A LAUNCESTON Muslim community leader says anti-Islamic bigotry is an unfortunate side-effect of the fear generated by extremist group Islamic State.
Muslim Student Association of Launceston spokesman Abdul Majeed said ‘‘everyday Muslims’’ would inevitably feel the judgment of ‘‘ill-minded’’ people who associated Islam with counter-terrorism raids and the government’s decision to raise the terror alert level.
‘‘The government has raised the alarm and arrested people in Sydney and Brisbane this week – and maybe they have reason to do so,’’ Mr Majeed said.
‘‘It is good that the Prime Minister has come out and said that people should not be afraid of all Muslims because of these actions.
‘‘But unfortunately you do see it become an excuse for ignorant and ill-minded people to behave badly towards peaceful Muslims.’’
Census data from 2011 showed that there were 1800 Muslims living in Tasmania.
Launceston’s own Muslim population – centred on the University of Tasmania – has since grown past 200, with the vast majority being students, teachers or medical professionals.

----

*EXERCISES TO COMPLETE:*
1 - Transcribe the article on Launceston's Muslim community between "A LAUNCESTON Muslim" and "Mr Majeed said.", inclusive.
2 - Pick up the article on Launceston's Muslim community after its final sentence and write what follows.

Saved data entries
----

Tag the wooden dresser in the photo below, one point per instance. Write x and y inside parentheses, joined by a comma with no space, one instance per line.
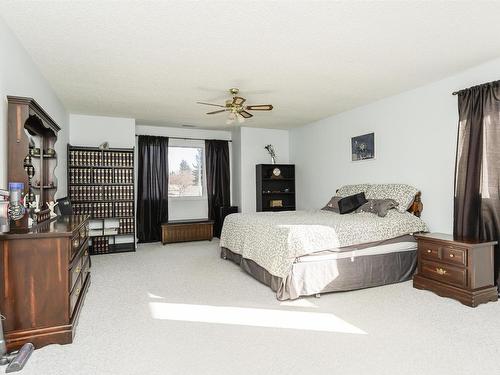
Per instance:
(45,276)
(456,268)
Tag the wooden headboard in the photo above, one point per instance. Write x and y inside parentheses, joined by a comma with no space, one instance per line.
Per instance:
(417,207)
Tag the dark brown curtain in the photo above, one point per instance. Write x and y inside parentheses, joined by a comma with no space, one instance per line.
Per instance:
(477,175)
(218,180)
(152,187)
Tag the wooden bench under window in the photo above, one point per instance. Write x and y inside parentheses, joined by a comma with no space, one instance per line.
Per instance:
(187,230)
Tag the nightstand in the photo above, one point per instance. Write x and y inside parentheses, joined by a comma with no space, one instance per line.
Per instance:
(456,268)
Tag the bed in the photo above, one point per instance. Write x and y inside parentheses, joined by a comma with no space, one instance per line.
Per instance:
(301,253)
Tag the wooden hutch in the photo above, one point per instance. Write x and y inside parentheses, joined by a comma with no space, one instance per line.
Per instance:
(45,268)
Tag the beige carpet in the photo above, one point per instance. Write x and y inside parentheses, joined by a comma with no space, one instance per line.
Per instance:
(180,309)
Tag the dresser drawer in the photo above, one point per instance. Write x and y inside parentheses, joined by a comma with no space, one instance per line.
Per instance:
(454,255)
(444,273)
(429,250)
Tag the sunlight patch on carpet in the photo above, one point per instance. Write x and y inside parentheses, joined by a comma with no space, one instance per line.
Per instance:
(309,321)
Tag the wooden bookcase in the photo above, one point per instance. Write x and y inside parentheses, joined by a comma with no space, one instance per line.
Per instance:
(32,158)
(270,188)
(101,185)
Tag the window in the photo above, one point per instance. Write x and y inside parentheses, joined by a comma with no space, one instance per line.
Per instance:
(186,171)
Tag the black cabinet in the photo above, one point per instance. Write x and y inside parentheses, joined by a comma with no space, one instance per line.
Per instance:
(275,187)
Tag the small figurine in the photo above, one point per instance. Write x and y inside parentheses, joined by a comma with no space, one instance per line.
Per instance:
(52,205)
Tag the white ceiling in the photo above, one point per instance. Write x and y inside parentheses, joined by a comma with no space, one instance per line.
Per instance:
(153,60)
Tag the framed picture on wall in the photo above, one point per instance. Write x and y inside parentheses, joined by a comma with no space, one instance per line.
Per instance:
(363,147)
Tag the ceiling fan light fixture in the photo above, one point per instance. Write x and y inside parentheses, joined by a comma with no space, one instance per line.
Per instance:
(235,107)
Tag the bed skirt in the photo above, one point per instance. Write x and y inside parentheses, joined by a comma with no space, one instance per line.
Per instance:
(316,277)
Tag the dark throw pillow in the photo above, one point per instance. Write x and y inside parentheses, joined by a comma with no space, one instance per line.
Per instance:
(351,203)
(333,205)
(378,206)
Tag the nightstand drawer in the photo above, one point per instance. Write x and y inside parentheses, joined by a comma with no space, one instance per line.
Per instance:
(444,273)
(429,250)
(454,255)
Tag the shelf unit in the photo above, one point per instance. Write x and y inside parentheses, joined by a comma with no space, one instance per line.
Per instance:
(101,185)
(270,188)
(32,159)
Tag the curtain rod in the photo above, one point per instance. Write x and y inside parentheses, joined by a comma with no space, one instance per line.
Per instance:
(473,87)
(189,139)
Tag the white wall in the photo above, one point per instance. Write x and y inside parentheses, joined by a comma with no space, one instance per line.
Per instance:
(251,143)
(415,142)
(91,131)
(185,208)
(19,76)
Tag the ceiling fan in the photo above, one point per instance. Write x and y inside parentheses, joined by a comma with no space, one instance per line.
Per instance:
(236,108)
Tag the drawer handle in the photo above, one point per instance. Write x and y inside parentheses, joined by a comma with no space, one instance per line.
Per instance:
(441,271)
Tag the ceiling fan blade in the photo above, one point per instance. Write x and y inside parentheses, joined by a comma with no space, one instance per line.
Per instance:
(245,114)
(218,111)
(259,107)
(238,100)
(215,105)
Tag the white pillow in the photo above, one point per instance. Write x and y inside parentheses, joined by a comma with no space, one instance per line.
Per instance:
(401,193)
(348,190)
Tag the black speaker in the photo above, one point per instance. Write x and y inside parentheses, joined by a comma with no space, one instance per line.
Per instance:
(64,205)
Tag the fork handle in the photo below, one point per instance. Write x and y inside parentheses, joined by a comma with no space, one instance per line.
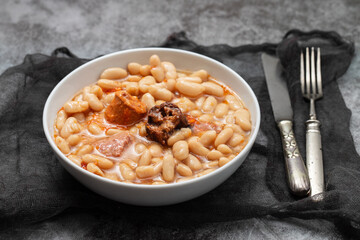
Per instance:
(297,175)
(314,161)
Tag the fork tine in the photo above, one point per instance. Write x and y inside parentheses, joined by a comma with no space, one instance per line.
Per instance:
(307,73)
(313,77)
(318,74)
(302,77)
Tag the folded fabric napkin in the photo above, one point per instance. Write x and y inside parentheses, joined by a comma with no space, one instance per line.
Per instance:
(35,187)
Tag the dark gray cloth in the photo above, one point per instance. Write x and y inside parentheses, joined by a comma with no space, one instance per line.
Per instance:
(34,186)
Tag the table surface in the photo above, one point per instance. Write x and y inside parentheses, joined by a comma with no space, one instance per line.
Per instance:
(92,28)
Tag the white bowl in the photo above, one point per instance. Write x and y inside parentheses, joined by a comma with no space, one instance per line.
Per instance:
(149,195)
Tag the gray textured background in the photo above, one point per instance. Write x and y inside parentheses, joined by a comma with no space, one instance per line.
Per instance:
(92,28)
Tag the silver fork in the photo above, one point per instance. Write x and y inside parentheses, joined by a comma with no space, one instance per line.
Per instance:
(311,88)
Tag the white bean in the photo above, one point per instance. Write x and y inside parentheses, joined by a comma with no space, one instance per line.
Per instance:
(108,84)
(75,159)
(223,136)
(134,78)
(206,117)
(113,73)
(61,117)
(145,171)
(168,167)
(160,93)
(94,129)
(190,79)
(213,89)
(132,88)
(71,126)
(102,162)
(212,164)
(145,83)
(158,74)
(182,134)
(85,150)
(155,150)
(235,140)
(76,106)
(169,67)
(196,147)
(113,131)
(208,138)
(209,104)
(185,104)
(145,70)
(145,158)
(134,68)
(193,163)
(73,140)
(91,167)
(181,150)
(196,113)
(214,155)
(205,172)
(170,84)
(199,102)
(221,110)
(242,118)
(189,88)
(109,98)
(127,172)
(154,60)
(80,117)
(201,74)
(184,170)
(62,145)
(223,161)
(130,163)
(224,148)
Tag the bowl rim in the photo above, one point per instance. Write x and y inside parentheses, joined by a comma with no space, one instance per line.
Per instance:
(51,141)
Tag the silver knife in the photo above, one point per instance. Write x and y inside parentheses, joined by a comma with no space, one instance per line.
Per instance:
(297,175)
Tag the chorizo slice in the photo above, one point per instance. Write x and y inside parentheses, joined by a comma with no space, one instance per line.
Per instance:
(115,145)
(125,109)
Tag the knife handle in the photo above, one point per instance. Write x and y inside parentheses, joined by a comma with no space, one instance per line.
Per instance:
(298,178)
(314,161)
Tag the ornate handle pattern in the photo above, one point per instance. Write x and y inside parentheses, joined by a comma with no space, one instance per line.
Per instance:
(298,178)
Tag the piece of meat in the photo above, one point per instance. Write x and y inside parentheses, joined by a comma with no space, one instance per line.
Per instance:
(198,126)
(163,120)
(114,145)
(125,109)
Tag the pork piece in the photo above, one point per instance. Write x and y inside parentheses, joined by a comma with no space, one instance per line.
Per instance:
(198,126)
(163,120)
(125,109)
(114,145)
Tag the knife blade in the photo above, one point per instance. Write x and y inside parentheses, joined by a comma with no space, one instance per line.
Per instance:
(297,175)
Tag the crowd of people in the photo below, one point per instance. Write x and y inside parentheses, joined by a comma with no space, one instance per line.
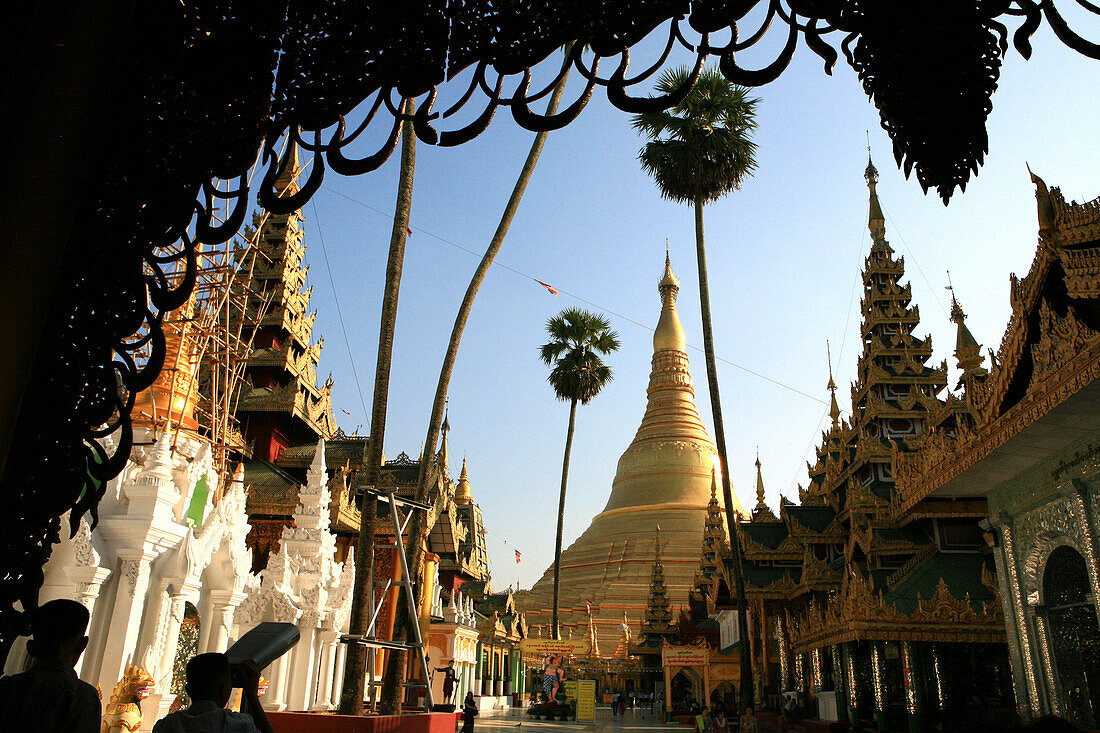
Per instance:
(51,697)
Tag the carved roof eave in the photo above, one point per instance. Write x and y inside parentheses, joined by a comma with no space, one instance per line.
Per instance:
(944,462)
(858,613)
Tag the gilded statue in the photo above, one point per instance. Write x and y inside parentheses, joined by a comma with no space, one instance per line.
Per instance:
(123,712)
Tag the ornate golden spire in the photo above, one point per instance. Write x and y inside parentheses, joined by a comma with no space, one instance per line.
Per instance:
(834,408)
(658,620)
(462,494)
(876,222)
(760,502)
(669,335)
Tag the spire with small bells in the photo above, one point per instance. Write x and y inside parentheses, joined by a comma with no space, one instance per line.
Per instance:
(761,512)
(876,222)
(462,494)
(623,648)
(714,544)
(658,621)
(593,638)
(834,408)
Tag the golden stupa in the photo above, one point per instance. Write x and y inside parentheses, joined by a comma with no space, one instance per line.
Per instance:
(663,478)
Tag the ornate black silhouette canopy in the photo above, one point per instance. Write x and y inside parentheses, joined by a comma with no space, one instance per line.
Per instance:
(205,85)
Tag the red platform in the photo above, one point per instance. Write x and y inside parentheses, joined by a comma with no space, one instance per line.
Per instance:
(323,723)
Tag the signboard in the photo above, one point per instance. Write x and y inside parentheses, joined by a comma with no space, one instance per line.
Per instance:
(684,656)
(586,700)
(545,646)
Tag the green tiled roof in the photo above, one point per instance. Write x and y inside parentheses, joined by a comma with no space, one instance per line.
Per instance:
(961,571)
(769,534)
(812,517)
(761,576)
(338,453)
(270,484)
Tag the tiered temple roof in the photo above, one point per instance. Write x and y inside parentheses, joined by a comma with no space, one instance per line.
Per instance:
(281,404)
(840,562)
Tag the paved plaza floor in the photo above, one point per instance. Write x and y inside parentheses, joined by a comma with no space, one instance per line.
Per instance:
(634,721)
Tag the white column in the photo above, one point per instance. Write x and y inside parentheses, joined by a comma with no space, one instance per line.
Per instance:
(341,657)
(222,606)
(276,686)
(125,615)
(301,670)
(88,580)
(327,642)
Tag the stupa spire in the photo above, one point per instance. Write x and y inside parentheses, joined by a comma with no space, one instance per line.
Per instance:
(462,494)
(967,350)
(760,502)
(658,620)
(834,408)
(664,476)
(669,334)
(876,222)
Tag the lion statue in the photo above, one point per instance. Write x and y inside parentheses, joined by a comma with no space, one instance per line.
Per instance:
(122,713)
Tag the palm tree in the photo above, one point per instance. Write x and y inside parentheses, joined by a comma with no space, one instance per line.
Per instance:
(351,695)
(697,152)
(393,678)
(578,338)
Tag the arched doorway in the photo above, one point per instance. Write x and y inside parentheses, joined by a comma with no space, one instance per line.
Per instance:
(186,647)
(1075,635)
(686,688)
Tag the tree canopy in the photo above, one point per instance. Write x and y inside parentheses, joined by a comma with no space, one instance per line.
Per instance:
(701,149)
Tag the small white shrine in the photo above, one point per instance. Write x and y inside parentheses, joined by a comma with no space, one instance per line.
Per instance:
(304,584)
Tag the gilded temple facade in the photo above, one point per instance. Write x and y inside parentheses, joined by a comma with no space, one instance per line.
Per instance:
(663,478)
(1032,451)
(862,612)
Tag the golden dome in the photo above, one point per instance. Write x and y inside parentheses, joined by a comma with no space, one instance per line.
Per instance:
(663,477)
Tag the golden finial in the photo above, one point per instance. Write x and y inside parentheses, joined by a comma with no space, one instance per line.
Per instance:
(834,409)
(760,503)
(876,222)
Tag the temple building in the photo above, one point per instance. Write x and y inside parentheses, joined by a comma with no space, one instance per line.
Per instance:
(862,611)
(279,404)
(162,575)
(663,477)
(1032,450)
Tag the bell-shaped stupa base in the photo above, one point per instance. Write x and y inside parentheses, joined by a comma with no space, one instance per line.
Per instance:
(663,478)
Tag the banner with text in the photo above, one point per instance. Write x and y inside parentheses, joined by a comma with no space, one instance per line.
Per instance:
(545,646)
(684,656)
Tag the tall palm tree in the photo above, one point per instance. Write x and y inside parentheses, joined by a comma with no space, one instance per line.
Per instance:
(351,695)
(396,665)
(578,338)
(697,152)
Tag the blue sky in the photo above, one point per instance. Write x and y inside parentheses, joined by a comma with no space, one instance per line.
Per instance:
(784,255)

----

*ANSWERS TO THE EXERCISE:*
1 -
A LAUNCESTON Muslim community leader says anti-Islamic bigotry is an unfortunate side-effect of the fear generated by extremist group Islamic State.
Muslim Student Association of Launceston spokesman Abdul Majeed said ‘‘everyday Muslims’’ would inevitably feel the judgment of ‘‘ill-minded’’ people who associated Islam with counter-terrorism raids and the government’s decision to raise the terror alert level.
‘‘The government has raised the alarm and arrested people in Sydney and Brisbane this week – and maybe they have reason to do so,’’ Mr Majeed said.

2 -
Mr Majeed said Launceston residents need not fear Islam.
‘‘(The student association) came together to discuss what has been in the news this week, and we all agree that ISIL is not a legitimate representative of Islam,’’ he said.
‘‘People in Launceston do not need to be afraid of Islam.’’
‘‘When people leave our prayer rooms, they go and study, they go to work, they go and be with their children.’’
Mr Majeed also dismissed a social media post by Tasmania’s Palmer United Party Senator Jacqui Lambie that appeared to call for a ban on burqas.
‘‘She seems to be the only one who’s talking about it and worrying about it.’’
Hobart Imam Sabri Samson told 936 ABC Hobart yesterday that he was not aware of any Islamic State influence in Tasmania.